**EXERCISE DESCRIPTION:** Scan the entries for the word "query" and report how many lines contain it, as a number with no other words.

________________________

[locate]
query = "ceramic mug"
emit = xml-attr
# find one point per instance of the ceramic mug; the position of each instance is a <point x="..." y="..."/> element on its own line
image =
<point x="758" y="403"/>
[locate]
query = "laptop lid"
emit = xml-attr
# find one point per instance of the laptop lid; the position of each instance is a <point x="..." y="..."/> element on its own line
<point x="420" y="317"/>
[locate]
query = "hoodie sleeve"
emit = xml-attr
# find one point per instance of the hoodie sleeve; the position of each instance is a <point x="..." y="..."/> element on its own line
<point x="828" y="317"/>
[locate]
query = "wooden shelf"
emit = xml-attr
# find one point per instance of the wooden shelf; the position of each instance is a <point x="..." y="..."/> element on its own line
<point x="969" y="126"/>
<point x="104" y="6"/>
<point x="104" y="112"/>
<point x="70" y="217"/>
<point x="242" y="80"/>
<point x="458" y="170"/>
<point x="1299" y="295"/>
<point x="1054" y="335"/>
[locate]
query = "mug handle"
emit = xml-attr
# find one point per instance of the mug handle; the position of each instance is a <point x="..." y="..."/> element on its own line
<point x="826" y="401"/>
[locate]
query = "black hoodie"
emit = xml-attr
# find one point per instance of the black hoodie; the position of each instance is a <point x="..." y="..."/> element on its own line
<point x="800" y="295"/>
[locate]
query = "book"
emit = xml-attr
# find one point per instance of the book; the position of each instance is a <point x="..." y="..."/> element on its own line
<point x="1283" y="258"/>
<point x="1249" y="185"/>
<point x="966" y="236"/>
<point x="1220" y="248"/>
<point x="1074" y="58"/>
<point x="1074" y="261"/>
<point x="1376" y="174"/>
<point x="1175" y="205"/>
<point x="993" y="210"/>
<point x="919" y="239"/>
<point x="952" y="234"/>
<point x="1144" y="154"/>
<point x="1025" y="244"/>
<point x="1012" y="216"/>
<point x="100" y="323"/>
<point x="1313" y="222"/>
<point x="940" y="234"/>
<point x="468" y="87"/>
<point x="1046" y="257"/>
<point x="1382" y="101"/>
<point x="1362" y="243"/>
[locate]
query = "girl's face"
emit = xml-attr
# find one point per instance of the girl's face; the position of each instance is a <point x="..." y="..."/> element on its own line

________________________

**COMPLETED EXERCISE:** 8